Can you repeat every one of the records below word for word, leaving the pictures out of your answer?

## begin MATERIALS PROVIDED

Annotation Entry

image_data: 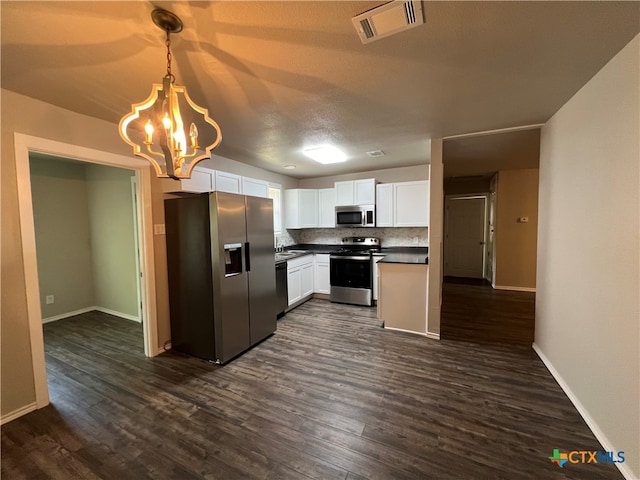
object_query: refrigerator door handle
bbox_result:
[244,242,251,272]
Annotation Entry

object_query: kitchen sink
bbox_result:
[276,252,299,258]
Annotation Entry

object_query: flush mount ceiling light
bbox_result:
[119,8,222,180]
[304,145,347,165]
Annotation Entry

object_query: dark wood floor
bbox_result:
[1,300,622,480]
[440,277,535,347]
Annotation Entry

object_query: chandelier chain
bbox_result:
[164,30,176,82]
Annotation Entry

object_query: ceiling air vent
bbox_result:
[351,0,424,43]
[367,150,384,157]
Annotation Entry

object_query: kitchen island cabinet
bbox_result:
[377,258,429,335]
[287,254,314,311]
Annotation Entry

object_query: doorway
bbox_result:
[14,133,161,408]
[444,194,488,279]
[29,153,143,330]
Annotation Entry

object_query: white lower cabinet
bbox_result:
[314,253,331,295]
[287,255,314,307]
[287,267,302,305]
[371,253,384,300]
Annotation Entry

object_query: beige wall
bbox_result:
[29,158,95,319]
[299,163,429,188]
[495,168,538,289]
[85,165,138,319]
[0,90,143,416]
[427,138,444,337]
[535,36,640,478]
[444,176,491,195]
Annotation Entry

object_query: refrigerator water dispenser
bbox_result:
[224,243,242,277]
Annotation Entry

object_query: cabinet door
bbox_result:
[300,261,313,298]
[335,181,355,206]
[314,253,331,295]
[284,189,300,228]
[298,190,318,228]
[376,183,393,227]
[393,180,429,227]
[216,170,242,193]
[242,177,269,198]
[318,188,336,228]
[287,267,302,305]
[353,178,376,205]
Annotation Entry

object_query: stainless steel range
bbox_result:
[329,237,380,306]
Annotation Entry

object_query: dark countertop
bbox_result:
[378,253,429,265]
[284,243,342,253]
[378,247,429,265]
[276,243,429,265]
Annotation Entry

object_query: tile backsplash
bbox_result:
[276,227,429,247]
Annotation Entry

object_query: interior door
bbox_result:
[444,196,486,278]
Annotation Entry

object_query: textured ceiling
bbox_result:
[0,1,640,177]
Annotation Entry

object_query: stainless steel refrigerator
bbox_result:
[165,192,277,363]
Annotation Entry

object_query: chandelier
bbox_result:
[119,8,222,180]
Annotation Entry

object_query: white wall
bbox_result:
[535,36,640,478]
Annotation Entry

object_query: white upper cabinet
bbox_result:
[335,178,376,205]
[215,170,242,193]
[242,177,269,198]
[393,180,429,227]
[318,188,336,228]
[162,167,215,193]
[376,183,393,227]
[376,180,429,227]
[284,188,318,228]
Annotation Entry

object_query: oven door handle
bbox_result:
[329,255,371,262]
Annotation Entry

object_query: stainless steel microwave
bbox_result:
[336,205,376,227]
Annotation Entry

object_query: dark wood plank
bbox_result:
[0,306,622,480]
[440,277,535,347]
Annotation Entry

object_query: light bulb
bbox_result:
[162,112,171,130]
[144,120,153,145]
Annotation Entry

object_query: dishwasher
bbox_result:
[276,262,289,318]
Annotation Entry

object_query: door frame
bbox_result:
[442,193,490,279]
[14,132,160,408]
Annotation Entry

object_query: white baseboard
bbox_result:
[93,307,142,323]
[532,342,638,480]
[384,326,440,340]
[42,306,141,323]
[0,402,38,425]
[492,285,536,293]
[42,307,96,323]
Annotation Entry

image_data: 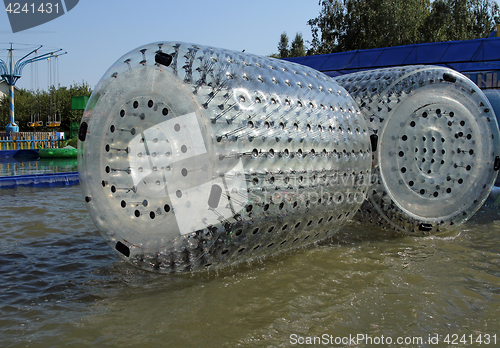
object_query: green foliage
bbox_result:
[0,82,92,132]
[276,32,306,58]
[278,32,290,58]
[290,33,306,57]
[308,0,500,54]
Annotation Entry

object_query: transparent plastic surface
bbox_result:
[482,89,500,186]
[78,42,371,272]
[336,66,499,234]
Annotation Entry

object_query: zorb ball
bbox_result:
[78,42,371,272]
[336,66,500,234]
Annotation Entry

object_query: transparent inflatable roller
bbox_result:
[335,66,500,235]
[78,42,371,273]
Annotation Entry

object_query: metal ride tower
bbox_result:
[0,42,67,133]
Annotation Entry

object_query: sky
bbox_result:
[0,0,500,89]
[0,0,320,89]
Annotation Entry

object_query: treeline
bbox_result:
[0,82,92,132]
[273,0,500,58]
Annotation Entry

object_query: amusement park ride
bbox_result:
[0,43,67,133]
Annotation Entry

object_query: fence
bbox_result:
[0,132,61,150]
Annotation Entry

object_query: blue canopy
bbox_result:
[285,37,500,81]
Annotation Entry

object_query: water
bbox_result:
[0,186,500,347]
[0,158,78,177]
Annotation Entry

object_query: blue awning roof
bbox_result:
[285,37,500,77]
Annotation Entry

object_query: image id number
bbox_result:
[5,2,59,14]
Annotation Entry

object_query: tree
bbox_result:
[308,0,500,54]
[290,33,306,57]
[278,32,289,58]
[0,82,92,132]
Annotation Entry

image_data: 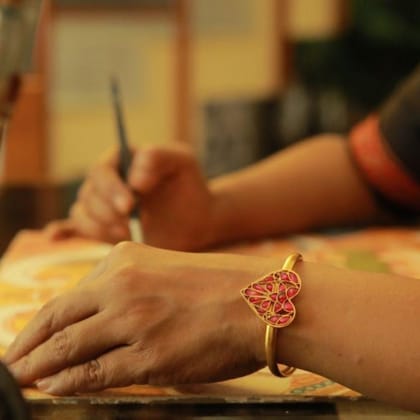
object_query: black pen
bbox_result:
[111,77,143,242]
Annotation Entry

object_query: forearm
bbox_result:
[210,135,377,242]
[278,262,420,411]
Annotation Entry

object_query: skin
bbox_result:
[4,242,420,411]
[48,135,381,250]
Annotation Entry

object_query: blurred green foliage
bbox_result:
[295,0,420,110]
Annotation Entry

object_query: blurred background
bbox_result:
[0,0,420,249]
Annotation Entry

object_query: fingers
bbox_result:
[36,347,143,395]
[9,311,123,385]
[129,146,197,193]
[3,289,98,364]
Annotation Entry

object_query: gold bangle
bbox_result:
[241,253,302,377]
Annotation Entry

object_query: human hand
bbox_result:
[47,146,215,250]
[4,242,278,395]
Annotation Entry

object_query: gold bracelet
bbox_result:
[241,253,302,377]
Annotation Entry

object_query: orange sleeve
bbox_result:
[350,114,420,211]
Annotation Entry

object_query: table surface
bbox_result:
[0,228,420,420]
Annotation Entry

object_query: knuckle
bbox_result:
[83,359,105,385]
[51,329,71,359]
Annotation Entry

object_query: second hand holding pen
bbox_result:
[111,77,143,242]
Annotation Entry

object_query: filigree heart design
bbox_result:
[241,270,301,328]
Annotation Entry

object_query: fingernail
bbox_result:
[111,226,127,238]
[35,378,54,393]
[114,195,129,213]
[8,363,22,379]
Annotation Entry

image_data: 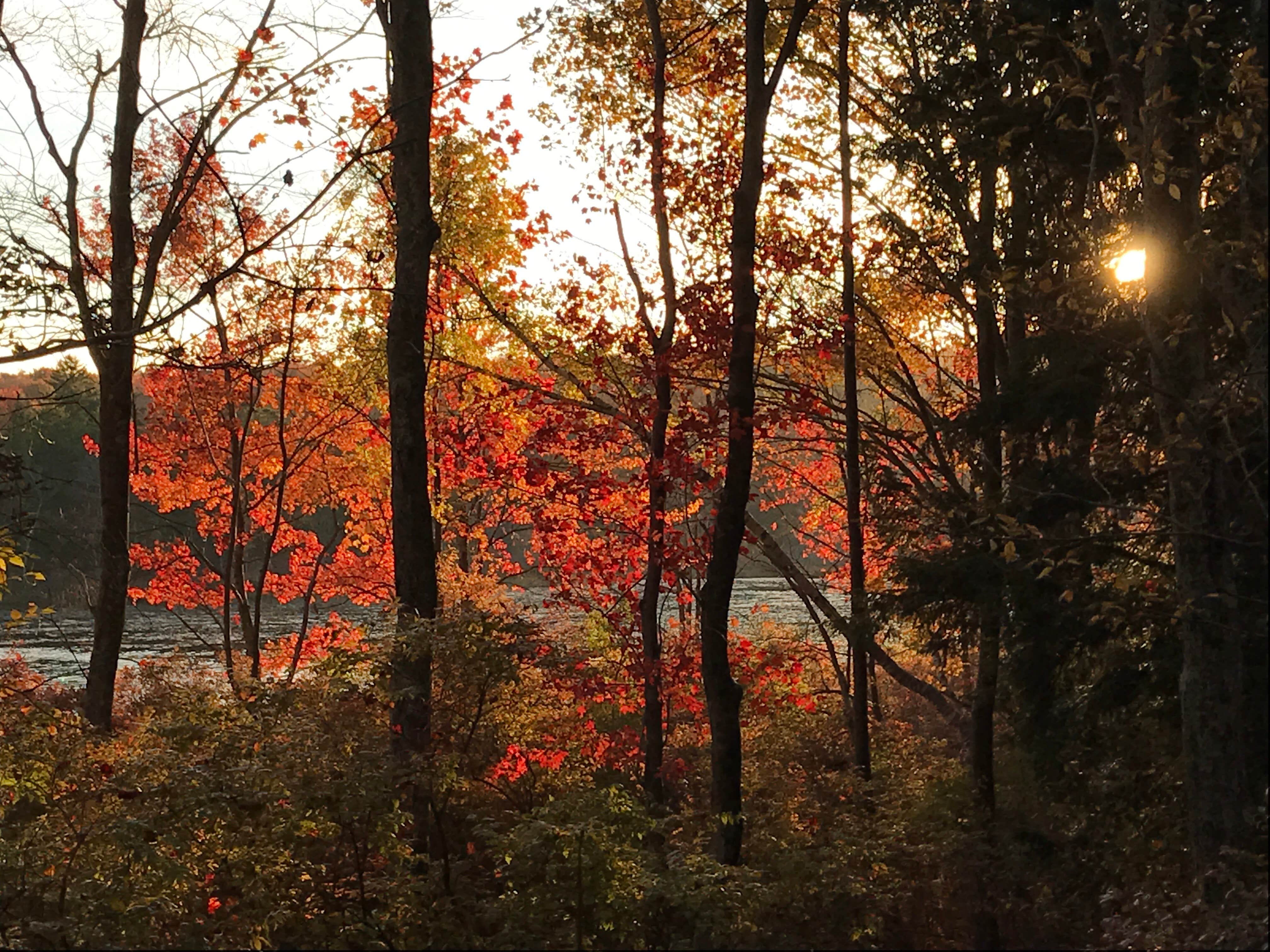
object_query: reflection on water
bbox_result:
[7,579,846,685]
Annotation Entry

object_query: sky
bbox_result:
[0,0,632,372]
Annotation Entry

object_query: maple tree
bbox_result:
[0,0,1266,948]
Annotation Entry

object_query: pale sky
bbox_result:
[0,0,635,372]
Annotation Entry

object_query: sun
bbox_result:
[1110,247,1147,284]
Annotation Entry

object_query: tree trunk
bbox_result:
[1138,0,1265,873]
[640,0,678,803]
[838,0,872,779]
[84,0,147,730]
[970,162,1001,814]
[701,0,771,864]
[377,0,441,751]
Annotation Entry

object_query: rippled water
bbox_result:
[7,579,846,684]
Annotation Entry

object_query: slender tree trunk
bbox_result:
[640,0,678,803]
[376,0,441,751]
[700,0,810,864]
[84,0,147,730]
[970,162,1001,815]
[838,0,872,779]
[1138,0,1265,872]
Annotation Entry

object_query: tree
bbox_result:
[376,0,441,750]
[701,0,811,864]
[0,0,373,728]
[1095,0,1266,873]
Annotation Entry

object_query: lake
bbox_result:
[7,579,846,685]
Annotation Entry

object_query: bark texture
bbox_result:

## end MATERIALS PROVIDED

**ANSWER FOR THIS EXERCISE**
Annotation Entry

image_data: 
object_query: refrigerator door handle
bbox_result:
[244,242,251,272]
Annotation Entry

object_query: kitchen sink
bbox_result:
[276,252,299,258]
Annotation Entry

object_query: flush mount ceiling light
bbox_result:
[119,8,222,180]
[304,145,347,165]
Annotation Entry

object_query: dark wood floor
bbox_result:
[1,300,622,480]
[440,277,535,347]
Annotation Entry

object_query: chandelier chain
bbox_result:
[164,30,176,82]
Annotation Entry

object_query: ceiling air vent
bbox_result:
[351,0,424,43]
[367,150,384,157]
Annotation Entry

object_query: kitchen island cabinet
bbox_result:
[377,258,429,335]
[287,254,314,311]
Annotation Entry

object_query: doorway
bbox_result:
[14,133,161,408]
[444,194,488,279]
[29,153,143,330]
Annotation Entry

object_query: white lower cabinet
bbox_result:
[314,253,331,295]
[287,255,314,307]
[287,267,302,305]
[371,253,384,300]
Annotation Entry

object_query: beige wall
bbox_result:
[29,158,95,319]
[299,163,429,188]
[495,168,538,289]
[85,165,138,319]
[0,90,143,416]
[427,138,444,337]
[535,36,640,478]
[444,176,491,195]
Annotation Entry

object_query: refrigerator water dispenser
bbox_result:
[224,243,242,277]
Annotation Entry

object_query: cabinet door
bbox_result:
[300,261,313,298]
[335,181,355,206]
[314,253,331,295]
[284,189,300,228]
[298,190,318,228]
[376,183,393,227]
[393,180,429,227]
[216,170,242,193]
[242,177,269,198]
[318,188,336,228]
[287,267,302,305]
[353,178,376,205]
Annotation Entry

object_query: stainless steel range
bbox_result:
[329,237,380,306]
Annotation Entry

object_query: dark countertop
bbox_result:
[378,253,429,265]
[284,243,342,253]
[378,247,429,265]
[276,243,429,265]
Annotation Entry

object_query: tile backsplash
bbox_result:
[276,227,429,247]
Annotation Entry

object_query: interior door
bbox_result:
[444,196,486,278]
Annotation Entry

object_query: textured ceiling
bbox_result:
[0,1,640,177]
Annotation Entry

object_query: stainless steel refrigerator
bbox_result:
[165,192,277,363]
Annotation Entry

object_query: chandelier
bbox_result:
[119,8,222,180]
Annotation Entry

object_query: white wall
bbox_result:
[535,36,640,478]
Annotation Entry

object_query: white upper cabinet
bbox_result:
[335,178,376,205]
[215,170,242,193]
[242,177,269,198]
[393,180,429,227]
[318,188,336,228]
[162,167,215,193]
[376,183,393,227]
[376,180,429,227]
[284,188,318,228]
Annotation Entry

object_query: oven door handle
bbox_result:
[329,255,371,262]
Annotation Entry

object_query: stainless steel microwave
bbox_result:
[336,205,376,227]
Annotation Entry

object_query: dark wood plank
bbox_result:
[0,306,622,480]
[440,277,535,347]
Annotation Entry

object_query: light bulb
bbox_result:
[162,112,171,130]
[144,120,153,145]
Annotation Entry

object_query: dishwasher
bbox_result:
[276,262,289,318]
Annotation Entry

object_query: door frame
bbox_result:
[442,193,490,279]
[14,132,160,408]
Annotation Entry

object_query: white baseboard
bbox_result:
[93,307,142,323]
[532,342,638,480]
[384,326,440,340]
[42,306,141,323]
[0,402,38,425]
[492,285,536,293]
[42,307,96,323]
Annotation Entry

image_data: 
object_query: green foliage
bbox_result:
[0,82,92,132]
[276,32,306,58]
[278,32,290,58]
[290,33,306,57]
[308,0,500,54]
Annotation Entry

object_query: transparent plastic surface
bbox_result:
[482,89,500,186]
[78,42,371,272]
[336,66,499,234]
Annotation Entry

object_query: zorb ball
bbox_result:
[78,42,371,272]
[336,66,500,234]
Annotation Entry

object_query: transparent inflatable roller
bbox_result:
[335,66,500,235]
[78,42,371,273]
Annotation Entry

object_query: metal ride tower
bbox_result:
[0,42,67,133]
Annotation Entry

object_query: sky
bbox_result:
[0,0,500,89]
[0,0,320,89]
Annotation Entry

object_query: treeline
bbox_result:
[0,82,92,132]
[273,0,500,58]
Annotation Entry

object_query: amusement park ride
bbox_result:
[0,43,67,133]
Annotation Entry

object_query: fence
bbox_result:
[0,132,61,150]
Annotation Entry

object_query: blue canopy
bbox_result:
[285,37,500,81]
Annotation Entry

object_query: water
bbox_result:
[0,186,500,347]
[0,158,78,177]
Annotation Entry

object_query: blue awning roof
bbox_result:
[285,37,500,77]
Annotation Entry

object_query: image id number
bbox_result:
[5,2,59,14]
Annotation Entry

object_query: tree
bbox_result:
[308,0,500,54]
[290,33,306,57]
[278,32,289,58]
[0,82,92,132]
Annotation Entry

image_data: 
object_query: black pen
bbox_result:
[111,77,143,242]
Annotation Entry

object_query: forearm
bbox_result:
[210,135,377,242]
[278,262,420,411]
Annotation Entry

object_query: skin
bbox_result:
[4,242,420,411]
[48,135,381,250]
Annotation Entry

object_query: blurred green foliage
bbox_result:
[295,0,420,110]
Annotation Entry

object_query: blurred background
bbox_result:
[0,0,420,249]
Annotation Entry

object_query: fingers
bbox_result:
[36,347,143,395]
[9,311,123,385]
[129,146,197,193]
[3,289,98,364]
Annotation Entry

object_query: gold bangle
bbox_result:
[241,253,302,377]
Annotation Entry

object_query: human hand
bbox_result:
[47,146,215,250]
[4,242,278,395]
Annotation Entry

object_query: gold bracelet
bbox_result:
[241,253,302,377]
Annotation Entry

object_query: orange sleeve
bbox_result:
[350,114,420,211]
Annotation Entry

object_query: table surface
bbox_result:
[0,228,420,420]
Annotation Entry

object_query: knuckle
bbox_result:
[83,359,105,385]
[51,329,71,359]
Annotation Entry

object_query: second hand holding pen
bbox_result:
[111,77,143,242]
Annotation Entry

object_query: filigree heart design
bbox_result:
[241,270,301,328]
Annotation Entry

object_query: fingernail
bbox_result:
[111,226,127,238]
[35,378,54,393]
[114,195,129,213]
[8,363,22,379]
Annotation Entry

image_data: 
object_query: reflection on water
bbox_result:
[7,579,846,685]
Annotation Entry

object_query: sky
bbox_result:
[0,0,632,372]
Annotation Entry

object_query: maple tree
bbox_result:
[0,0,1266,948]
Annotation Entry

object_query: pale sky
bbox_result:
[0,0,635,372]
Annotation Entry

object_query: sun
bbox_result:
[1110,247,1147,284]
Annotation Entry

object_query: tree trunk
bbox_result:
[1138,0,1265,873]
[640,0,678,803]
[838,0,872,779]
[84,0,147,730]
[970,162,1001,814]
[701,0,771,864]
[377,0,441,751]
Annotation Entry

object_query: rippled water
bbox_result:
[7,579,846,684]
Annotation Entry

object_query: slender tree trunk
bbox_result:
[640,0,678,803]
[376,0,441,751]
[700,0,810,864]
[84,0,147,730]
[970,162,1001,815]
[838,0,872,779]
[1138,0,1265,872]
Annotation Entry

object_query: tree
bbox_result:
[376,0,441,750]
[701,0,811,864]
[0,0,373,728]
[1095,0,1266,873]
Annotation Entry

object_query: lake
bbox_result:
[7,579,846,685]
Annotation Entry

object_query: bark texture
bbox_result:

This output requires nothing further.